▶ _Tasks to perform_:
A. According to the rant blog post, what kind of car was used for the four-hour drive?
B. Copy out the rant blog post from "Days have gone" up to and including "four hours away.".

start Text section

The Anti-Awesome (a rant blog)

Days have gone by. They have turned into weeks. WEEKS have gone by. Then we get a phone call! Hooray! Joy! Something is happening!

Wait? What? No. Nothing is happening.

We told the Big Box Store that we would be leaving for California, and if we needed to do ANYTHING before we left, they should let us know. Being told there was nothing we could do, we drove four hours away.

By the way, you don’t know what fun is until you, your spouse (neither of which could be described as “svelte“), and three cats (one of which is also not at all svelte), cram into a Smart Car. With the rest of what you own. For four hours. Through the desert. In July.

end Text section
start Supplied data

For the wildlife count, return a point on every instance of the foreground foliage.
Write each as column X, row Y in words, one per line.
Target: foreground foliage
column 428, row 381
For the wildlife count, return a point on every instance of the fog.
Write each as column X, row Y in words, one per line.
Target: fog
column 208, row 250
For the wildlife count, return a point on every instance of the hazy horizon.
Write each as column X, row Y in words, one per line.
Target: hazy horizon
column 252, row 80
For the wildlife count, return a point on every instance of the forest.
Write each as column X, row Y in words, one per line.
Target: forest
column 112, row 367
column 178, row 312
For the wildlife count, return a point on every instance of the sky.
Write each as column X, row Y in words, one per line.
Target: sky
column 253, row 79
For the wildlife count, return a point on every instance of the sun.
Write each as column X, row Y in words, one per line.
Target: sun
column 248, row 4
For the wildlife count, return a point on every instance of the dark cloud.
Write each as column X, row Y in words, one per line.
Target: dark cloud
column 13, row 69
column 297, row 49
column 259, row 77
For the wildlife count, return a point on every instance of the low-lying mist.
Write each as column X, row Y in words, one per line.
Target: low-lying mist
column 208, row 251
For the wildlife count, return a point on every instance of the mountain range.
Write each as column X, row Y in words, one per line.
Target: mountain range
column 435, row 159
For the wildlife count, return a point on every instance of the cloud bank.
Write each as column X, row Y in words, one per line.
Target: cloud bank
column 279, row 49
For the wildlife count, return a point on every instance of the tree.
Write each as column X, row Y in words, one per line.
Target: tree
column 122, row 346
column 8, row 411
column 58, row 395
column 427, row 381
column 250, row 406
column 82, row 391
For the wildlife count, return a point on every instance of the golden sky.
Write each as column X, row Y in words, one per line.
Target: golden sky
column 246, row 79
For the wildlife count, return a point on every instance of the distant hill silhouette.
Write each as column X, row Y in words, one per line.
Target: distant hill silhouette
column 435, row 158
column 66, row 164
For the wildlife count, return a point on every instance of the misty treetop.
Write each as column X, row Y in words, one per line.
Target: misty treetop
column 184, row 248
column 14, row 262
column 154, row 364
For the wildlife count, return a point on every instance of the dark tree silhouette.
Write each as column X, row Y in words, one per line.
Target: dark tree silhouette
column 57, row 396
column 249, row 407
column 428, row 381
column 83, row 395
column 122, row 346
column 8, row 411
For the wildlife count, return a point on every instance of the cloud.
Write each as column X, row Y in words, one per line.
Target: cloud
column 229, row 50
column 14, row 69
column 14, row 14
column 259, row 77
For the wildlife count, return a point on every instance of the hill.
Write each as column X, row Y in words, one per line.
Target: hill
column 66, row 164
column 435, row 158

end Supplied data

▶ _Solutions to the exercise_:
A. A Smart Car.

B.
Days have gone by. They have turned into weeks. WEEKS have gone by. Then we get a phone call! Hooray! Joy! Something is happening!

Wait? What? No. Nothing is happening.

We told the Big Box Store that we would be leaving for California, and if we needed to do ANYTHING before we left, they should let us know. Being told there was nothing we could do, we drove four hours away.